=== Input records ===
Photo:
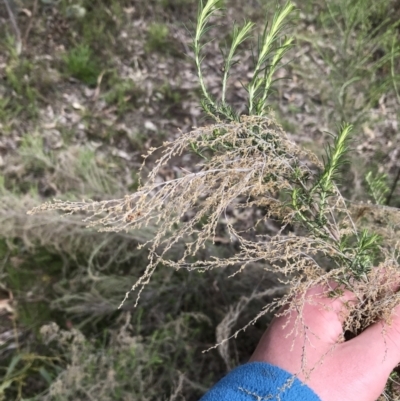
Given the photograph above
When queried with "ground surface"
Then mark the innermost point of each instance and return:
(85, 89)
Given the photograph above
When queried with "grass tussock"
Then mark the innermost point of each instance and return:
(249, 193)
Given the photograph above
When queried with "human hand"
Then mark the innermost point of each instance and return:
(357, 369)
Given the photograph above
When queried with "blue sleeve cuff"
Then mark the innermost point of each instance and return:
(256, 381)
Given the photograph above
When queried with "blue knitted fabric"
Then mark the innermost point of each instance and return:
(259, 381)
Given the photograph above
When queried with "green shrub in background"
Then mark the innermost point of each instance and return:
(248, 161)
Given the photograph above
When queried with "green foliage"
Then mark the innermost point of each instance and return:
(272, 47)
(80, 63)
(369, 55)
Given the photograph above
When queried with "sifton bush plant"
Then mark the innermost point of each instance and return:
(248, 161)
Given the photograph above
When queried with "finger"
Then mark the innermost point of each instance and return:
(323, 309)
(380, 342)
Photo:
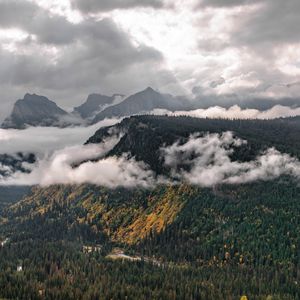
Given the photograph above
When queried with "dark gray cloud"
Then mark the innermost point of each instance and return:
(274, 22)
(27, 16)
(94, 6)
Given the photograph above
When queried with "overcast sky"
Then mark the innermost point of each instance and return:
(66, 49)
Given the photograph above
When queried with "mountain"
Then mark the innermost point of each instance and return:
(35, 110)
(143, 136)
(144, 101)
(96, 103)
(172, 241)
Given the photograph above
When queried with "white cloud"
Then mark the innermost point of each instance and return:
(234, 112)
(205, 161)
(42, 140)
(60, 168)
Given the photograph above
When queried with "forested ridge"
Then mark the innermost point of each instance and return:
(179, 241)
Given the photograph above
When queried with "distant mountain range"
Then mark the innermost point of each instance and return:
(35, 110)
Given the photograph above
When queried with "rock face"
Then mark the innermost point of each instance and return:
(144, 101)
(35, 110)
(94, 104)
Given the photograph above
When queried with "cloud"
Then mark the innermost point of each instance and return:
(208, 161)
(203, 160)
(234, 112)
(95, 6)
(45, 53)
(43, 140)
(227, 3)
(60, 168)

* * *

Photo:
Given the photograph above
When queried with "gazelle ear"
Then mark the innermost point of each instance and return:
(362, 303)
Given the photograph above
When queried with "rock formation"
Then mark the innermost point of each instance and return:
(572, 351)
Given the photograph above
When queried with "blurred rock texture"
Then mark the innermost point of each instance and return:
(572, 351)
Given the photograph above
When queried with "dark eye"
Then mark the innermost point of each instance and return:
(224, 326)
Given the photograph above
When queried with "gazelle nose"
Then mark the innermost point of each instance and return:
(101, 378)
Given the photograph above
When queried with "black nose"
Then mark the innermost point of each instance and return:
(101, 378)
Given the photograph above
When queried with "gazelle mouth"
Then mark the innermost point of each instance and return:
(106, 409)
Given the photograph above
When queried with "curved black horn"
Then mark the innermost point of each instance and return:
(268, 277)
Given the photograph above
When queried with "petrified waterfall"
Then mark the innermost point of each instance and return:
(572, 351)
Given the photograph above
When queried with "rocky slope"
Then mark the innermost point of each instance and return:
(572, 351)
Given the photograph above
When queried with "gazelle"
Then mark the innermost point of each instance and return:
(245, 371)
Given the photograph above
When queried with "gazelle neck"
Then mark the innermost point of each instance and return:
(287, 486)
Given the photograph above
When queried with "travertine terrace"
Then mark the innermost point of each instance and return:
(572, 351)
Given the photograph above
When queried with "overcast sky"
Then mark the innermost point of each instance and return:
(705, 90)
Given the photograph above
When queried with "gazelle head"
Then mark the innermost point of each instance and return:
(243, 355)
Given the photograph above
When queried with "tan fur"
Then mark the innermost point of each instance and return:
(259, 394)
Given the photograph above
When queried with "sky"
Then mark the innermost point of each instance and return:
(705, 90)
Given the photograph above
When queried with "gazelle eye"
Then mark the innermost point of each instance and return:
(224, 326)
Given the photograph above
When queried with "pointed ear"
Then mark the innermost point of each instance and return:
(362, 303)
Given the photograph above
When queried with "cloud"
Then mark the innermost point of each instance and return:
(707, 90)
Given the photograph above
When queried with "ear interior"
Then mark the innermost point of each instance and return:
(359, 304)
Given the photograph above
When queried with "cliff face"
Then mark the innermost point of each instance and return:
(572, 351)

---

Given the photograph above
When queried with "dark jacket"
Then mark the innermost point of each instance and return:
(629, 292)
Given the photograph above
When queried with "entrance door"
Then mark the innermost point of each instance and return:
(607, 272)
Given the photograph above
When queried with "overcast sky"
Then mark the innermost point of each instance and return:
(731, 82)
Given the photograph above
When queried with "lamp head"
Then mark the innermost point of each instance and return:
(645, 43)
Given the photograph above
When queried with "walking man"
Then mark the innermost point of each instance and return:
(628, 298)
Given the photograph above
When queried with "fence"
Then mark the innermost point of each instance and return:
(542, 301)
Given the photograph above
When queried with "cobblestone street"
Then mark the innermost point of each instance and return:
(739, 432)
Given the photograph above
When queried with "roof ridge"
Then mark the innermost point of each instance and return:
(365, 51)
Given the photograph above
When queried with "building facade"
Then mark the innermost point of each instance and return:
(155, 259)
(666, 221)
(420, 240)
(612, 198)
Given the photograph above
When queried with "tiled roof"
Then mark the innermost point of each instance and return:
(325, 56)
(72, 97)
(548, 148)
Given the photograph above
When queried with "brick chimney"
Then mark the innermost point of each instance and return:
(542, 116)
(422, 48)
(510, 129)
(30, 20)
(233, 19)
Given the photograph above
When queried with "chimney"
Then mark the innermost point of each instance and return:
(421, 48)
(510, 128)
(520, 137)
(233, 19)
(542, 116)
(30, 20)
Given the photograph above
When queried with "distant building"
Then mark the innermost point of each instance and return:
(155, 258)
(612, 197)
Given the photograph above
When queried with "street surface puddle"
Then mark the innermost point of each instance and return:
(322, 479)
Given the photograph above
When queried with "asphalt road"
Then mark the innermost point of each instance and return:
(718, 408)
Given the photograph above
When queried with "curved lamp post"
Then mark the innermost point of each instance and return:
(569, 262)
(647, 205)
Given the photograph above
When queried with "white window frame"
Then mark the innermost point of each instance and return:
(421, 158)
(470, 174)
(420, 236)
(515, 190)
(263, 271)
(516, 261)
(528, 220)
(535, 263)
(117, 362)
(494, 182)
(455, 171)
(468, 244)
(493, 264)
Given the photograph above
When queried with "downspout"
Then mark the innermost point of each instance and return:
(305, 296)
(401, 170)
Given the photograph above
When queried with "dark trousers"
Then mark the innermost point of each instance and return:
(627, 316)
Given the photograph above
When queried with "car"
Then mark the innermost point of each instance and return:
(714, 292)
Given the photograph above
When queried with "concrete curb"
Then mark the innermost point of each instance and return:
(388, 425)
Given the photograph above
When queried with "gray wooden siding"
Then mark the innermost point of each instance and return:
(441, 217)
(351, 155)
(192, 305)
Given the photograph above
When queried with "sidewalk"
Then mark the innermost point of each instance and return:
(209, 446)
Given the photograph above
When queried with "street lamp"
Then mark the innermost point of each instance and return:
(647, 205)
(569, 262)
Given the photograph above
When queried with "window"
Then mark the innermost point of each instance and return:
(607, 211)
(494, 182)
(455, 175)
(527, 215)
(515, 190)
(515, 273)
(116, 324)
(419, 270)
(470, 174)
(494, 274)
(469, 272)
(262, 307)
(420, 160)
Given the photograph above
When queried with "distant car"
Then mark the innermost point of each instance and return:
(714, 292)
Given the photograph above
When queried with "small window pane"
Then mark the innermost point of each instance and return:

=== Required work ===
Extract every line of the listing above that contains the word "building", copying each line in full.

=== Result of this task ===
When queried with "building facade"
When queried with "distant building"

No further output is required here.